Selection:
= = = = =
After this step, the applicant can query the data owner's ciphertext within the scope defined by the BCL.

Revoke BCL authorization

Revoke a BCL when the authorization period ends, the collaboration terminates, or a security incident requires immediate access removal. Revocation is performed by the data owner.

Step 1: Define the revocation list

Construct the behavior revocation list (BRL) JSON body. The serial_num value must match the serial number in the BCL you want to revoke.

String brlBodyJsonString = """
{
  "version": 1,
  "pukid": "dYJ3Wfj/n0eZbuqgQjv8bnBdPXGyWGOlxE/uMy16NXo=",
  "this_update": "20220819111128+0800",
  "next_update": "20220919111128+0800",
  "revoked": [
    {
      "revocation_date": "20220819111128+0800",
      "serial_num": "a121bac0-5cb3-4463-a2b2-1155ff29f4c8"
    }
  ]
}
""";

The following table describes each parameter.

Parameter	Example	Description
`version`	`1`	Version number. Set to `1`.
`pukid`	`"dYJ3Wfj/..."`	Certificate thumbprint of the data owner. Must match the `issuer_pukid` in the original BCL.
`this_update`	`"20220819111128+0800"`	The point in time at which the revocation list is updated, in GeneralizedTime format.
`next_update`	`"20220919111128+0800"`	Timestamp of the next scheduled revocation list update, in GeneralizedTime format.
`revoked[].revocation_date`	`"20220819111128+0800"`	Timestamp when the specific BCL authorization is revoked, in GeneralizedTime format.
`revoked[].serial_num`	`"a121bac0-..."`	Serial number of the BCL to revoke. Must match the `serial_num` in the original BCL authorization.

Step 2: Data owner — issue the revocation

The data owner calls revokeBCL to sign and submit the BRL. After this call, the applicant loses access to the data owner's ciphertext.

brlBodyJsonString = km.revokeBCL(brlBodyJsonString, userPukPemString, userPriPemString);
= = = = =
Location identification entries

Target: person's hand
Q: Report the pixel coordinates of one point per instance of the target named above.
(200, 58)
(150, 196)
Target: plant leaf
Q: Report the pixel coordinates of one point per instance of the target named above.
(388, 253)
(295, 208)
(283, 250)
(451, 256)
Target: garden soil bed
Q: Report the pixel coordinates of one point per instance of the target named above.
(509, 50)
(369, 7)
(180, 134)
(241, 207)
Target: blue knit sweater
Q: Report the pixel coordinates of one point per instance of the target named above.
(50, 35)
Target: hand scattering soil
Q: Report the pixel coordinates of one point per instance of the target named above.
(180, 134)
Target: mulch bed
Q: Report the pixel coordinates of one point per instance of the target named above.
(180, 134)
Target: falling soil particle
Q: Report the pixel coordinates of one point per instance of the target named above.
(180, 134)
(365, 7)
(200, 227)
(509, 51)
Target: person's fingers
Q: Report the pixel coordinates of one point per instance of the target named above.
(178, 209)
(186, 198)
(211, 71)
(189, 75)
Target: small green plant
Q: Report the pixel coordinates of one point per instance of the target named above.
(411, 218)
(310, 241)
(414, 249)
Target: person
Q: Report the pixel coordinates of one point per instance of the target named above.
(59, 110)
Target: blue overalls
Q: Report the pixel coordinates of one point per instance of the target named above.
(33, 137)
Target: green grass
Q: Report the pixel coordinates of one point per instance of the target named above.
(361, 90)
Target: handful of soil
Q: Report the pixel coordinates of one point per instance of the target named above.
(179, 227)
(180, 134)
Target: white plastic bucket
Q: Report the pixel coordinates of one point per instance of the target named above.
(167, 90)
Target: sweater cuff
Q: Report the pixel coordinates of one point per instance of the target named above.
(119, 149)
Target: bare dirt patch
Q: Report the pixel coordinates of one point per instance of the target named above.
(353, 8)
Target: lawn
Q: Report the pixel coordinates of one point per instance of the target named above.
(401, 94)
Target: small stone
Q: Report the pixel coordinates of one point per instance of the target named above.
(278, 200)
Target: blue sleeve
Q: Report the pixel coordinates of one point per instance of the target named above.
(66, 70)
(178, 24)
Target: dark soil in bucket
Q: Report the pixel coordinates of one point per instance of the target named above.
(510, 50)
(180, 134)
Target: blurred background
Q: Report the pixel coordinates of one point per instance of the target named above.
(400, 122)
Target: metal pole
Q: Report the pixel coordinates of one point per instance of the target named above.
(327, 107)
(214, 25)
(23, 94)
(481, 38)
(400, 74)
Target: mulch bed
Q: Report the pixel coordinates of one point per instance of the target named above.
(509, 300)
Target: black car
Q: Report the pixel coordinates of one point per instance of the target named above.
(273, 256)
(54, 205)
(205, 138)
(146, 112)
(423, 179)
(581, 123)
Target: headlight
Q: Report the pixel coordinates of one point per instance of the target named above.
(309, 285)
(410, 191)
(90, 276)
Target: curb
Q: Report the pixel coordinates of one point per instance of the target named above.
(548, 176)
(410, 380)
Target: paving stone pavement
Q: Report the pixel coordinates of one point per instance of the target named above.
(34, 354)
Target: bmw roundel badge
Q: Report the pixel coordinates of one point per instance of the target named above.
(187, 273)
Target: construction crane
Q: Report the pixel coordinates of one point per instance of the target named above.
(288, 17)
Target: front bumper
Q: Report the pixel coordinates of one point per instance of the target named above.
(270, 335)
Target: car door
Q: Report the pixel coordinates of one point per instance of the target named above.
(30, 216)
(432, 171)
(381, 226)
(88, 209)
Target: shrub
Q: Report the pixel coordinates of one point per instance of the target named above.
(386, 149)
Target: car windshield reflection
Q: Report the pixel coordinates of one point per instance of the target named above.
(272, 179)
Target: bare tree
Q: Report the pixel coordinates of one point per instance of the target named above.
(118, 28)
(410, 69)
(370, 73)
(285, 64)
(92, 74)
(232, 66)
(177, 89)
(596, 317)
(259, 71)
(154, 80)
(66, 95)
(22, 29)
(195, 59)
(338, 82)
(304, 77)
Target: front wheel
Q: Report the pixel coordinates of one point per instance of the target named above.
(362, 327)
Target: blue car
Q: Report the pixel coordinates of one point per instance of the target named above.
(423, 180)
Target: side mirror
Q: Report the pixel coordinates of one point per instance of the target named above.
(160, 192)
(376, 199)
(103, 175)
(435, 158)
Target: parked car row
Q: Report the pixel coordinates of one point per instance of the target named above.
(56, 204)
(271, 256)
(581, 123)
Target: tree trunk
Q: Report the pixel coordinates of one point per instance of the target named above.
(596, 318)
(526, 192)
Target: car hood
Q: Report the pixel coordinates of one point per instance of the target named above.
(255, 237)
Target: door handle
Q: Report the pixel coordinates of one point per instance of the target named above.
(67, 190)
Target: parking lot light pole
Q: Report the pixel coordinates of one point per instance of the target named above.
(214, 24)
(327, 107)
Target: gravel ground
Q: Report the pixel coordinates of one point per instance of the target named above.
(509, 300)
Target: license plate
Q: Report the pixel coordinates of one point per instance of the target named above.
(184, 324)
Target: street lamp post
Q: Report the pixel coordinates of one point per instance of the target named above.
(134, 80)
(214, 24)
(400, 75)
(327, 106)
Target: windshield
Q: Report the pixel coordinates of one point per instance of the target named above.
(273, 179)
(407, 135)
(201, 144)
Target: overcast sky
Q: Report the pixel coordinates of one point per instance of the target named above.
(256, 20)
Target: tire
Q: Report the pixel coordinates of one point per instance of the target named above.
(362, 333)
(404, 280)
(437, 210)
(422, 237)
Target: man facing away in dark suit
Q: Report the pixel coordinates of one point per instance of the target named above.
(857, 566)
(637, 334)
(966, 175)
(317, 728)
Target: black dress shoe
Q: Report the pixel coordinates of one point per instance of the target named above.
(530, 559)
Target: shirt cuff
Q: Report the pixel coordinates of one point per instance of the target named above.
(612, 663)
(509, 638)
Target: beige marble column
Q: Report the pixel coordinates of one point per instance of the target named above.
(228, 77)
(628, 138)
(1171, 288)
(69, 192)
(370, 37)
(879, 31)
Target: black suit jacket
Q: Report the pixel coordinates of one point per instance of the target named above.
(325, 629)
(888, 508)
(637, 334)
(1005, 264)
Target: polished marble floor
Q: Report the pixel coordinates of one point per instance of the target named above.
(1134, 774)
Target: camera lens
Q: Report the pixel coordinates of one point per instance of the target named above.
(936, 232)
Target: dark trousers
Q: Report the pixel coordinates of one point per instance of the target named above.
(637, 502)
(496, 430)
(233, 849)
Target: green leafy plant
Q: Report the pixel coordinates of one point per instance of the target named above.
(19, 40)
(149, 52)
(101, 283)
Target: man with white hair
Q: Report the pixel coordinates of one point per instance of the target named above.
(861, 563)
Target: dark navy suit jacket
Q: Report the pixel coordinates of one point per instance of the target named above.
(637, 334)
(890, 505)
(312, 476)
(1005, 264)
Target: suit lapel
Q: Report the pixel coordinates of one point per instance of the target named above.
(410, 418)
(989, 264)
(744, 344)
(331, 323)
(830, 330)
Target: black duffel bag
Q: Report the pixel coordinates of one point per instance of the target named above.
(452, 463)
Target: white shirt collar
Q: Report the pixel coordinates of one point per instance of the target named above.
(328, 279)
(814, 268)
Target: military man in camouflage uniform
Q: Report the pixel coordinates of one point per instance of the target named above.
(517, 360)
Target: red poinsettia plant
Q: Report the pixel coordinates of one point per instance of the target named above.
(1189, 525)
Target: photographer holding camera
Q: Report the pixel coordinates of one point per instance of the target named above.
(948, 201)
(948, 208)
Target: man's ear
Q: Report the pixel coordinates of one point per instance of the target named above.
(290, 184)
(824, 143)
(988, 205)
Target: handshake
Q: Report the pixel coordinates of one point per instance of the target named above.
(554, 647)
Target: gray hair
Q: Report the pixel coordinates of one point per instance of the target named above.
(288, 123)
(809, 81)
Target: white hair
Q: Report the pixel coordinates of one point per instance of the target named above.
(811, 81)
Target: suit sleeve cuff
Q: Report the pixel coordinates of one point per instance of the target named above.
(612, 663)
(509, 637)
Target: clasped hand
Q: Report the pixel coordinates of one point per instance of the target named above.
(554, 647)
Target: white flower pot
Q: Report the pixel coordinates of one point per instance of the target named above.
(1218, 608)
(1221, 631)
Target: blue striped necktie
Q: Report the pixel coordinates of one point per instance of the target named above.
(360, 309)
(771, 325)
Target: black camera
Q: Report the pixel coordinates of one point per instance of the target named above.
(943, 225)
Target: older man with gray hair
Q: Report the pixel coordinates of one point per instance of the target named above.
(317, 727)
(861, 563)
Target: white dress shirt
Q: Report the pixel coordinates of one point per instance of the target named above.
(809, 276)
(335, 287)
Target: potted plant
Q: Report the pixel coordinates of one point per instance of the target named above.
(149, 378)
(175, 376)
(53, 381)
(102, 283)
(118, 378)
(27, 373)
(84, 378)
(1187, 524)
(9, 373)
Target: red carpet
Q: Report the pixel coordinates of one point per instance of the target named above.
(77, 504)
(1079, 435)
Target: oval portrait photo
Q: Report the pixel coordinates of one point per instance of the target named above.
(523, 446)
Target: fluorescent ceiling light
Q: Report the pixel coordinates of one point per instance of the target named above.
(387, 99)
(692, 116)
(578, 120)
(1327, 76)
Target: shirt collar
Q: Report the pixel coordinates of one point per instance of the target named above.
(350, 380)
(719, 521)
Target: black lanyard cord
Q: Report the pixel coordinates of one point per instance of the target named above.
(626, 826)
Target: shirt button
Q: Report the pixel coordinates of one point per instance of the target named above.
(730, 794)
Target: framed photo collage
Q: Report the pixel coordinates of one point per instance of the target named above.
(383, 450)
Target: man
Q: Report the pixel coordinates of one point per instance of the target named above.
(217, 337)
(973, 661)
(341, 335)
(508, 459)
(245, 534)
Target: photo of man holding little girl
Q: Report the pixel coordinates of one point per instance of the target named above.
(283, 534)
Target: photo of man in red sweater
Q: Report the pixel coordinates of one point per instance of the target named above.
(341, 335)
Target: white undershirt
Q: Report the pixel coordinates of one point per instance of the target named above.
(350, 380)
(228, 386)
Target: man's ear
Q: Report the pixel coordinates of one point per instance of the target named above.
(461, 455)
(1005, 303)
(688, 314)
= = = = =
What is asked: In the text about revoking BCL authorization, which field in the original BCL must the `pukid` value match? This material has no connection to the text about revoking BCL authorization.

Expected output: The `issuer_pukid` field.